=== TEXT SEGMENT ===
╭──
Re: suspect bug in vge(4)

From: Pyun YongHyeon <pyunyh_at_gmail.com>
Date: Mon, 15 Jun 2009 10:55:05 +0900
On Fri, Jun 12, 2009 at 10:30:31PM +0200, Thomas Lotterer wrote:
> Pyun YongHyeon wrote:
> >On Thu, Jun 11, 2009 at 05:39:03PM +0200, Thomas Lotterer wrote:
> >>Pyun YongHyeon wrote:
> >>>Could you show me dmesg output(only vge(4) related one)? 
> >>>
> >># dmesg | grep vge
> >>vge0: <VIA Networking Gigabit Ethernet> port 0xec00-0xecff mem 
> >>0xdf7ff000-0xdf7ff0ff irq 28 at device 0.0 on pci2
> >>vge0: MSIX count : 0
> >>vge0: MSI count : 1
> >
> >I wonder why "Using 1 MSI messages" message is missing.
> >
> Never seen that message. Maybe more verbose/debug needed?
> 
> OK, next round. Here are today's findings. I switched from statically 
> linked to dynamically loaded drivers to accelerate the build+test 
> process. Finally, the results with both vge(4) drivers dynamically 
> loaded and statically linked were the same.
> 
> The good news is that the "yongari" driver actually works in one of 
> three or four cases. The situation with the driver when auto detecting 
> GigE is as already described:
> 
> >># ifconfig vge0
> >>vge0: flags=8843<UP,BROADCAST,RUNNING,SIMPLEX,MULTICAST> metric 0 mtu 1500
> >>options=389b<RXCSUM,TXCSUM,VLAN_MTU,VLAN_HWTAGGING,VLAN_HWCSUM,WOL_UCAST,WOL_MCAST,WOL_MAGIC>
> >>        ether 00:40:63:xx:xx:xx
> >>        inet [...]
> >>        media: Ethernet autoselect (1000baseT <full-duplex,flag0,flag1>)
> >>        status: active
> >>
> >>Unfortunately, no traffic could be sent and tcpdump(1) does not show any 
> >>incoming packages either, not even broadcasts.
╰──
=== TO DO ===
1. List every flag shown inside the angle brackets after "flags=8843" in the vge(4) bug thread above.
2. Pick up the vge(4) bug thread above right after its final sentence and keep writing it.

=== MATERIAL PROVIDED ===
╭──
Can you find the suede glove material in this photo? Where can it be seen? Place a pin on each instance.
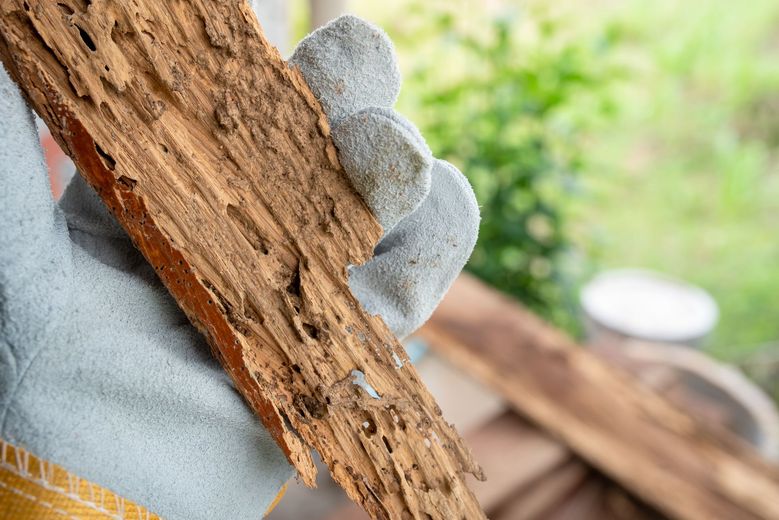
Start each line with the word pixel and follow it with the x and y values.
╰──
╭──
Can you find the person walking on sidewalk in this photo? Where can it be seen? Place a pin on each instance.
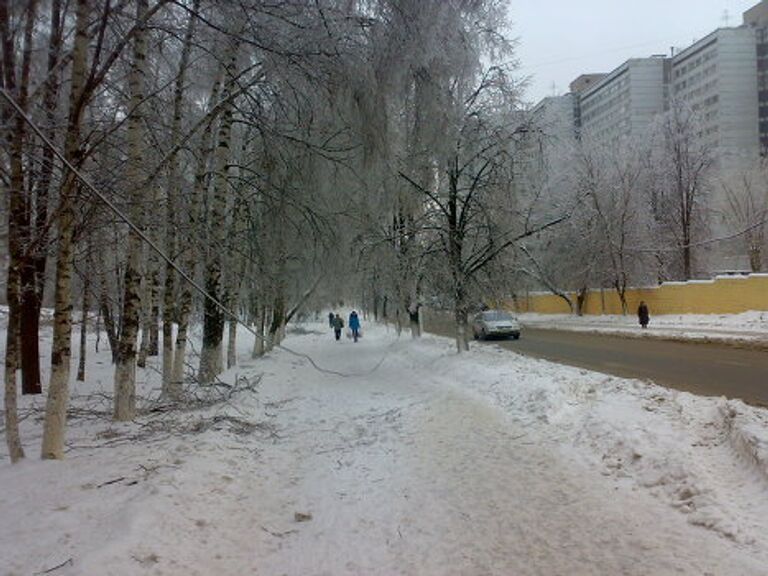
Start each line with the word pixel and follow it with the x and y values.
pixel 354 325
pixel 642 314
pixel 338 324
╰──
=== OUTPUTS IN ORDER ===
1. UP, BROADCAST, RUNNING, SIMPLEX, MULTICAST

2.
> 
> However, sometimes the driver (incorrectly) auto selects 100BaseTX
> 
>         media: Ethernet autoselect (100baseTX <full-duplex,flag0,flag1>)
> 
> in which case it works well. I was able to copy 1500MB of data from the 
> server and back in three parallel running CIFS connections. The 
> "original problem" driver always broke upload before 100MB barrier.
> 
> >>Interesting side effect is that after that test the kernel with my 
> >>previous "original problem" vge(4) driver rebooted when initializing the 
> >>network card. No logs at this stage, sorry. Reboot did not help. Hard 
> >>reset did not help. Power cycle did help. Behavior was reproducible on a 
> >>second attempt.
> 
> My experience after countless reboots is that both drivers always show 
> this problem after the "yongari" driver was loaded previously. However, 
> enabling "boot from VIA Ethernet" in BIOS has been found to be a better 
> and more reliable workaround than power cycling. Not that I want to boot 
> from the network, it just seems the BIOS is resetting the NIC properly.
> 
> Also I was able to capture the error log from the screen:
> 
> vge0: <VIA Networking Gigabit Ethernet> port 0xec00-0xecff mem 
> 0xdf7ff000-0xdf7ff0ff irg 11 at device 0.0 on pci2
> vge0: MII read timed out
> vge0: failed to start MII autopoll
> vge0: MII without any phy!

This is message from stock vge(4). It indicates driver failed to
disable a autopolling feature of MII. MII autopolling can be used
to detect link state changes so stock vge(4) turned the feature on.
Correct link state tracking is very important to know when it lost
link, which link was established etc. The problem of MII
autopolling is driver should disable autopolling feature whenever
it want to access one of MII registers. So vge(4) used to disable
autopolling before accessing MII registers and reenabled
autopolling after the register access. To drive auto-negotiation
timer and link lost/establishment mii(4) requires periodic access
of MII registers so enabling/disabling time-consuming MII
autpolling was one of big issue to me.

In my patched vge(4), I completely removed that autopolling feature
and implemented link state tracking with mii(4). Maybe this could
be one of root cause why you can't establish giga link. The VIA
datasheet is not clear about MII autopolling so I need more
experimentation on real hardware.

> panic: Assertion mtx_unowned(m) failed at /usr/src/sys/kern/kern_mutex.c:827

This looks locking bug in driver. Show me backtrace info.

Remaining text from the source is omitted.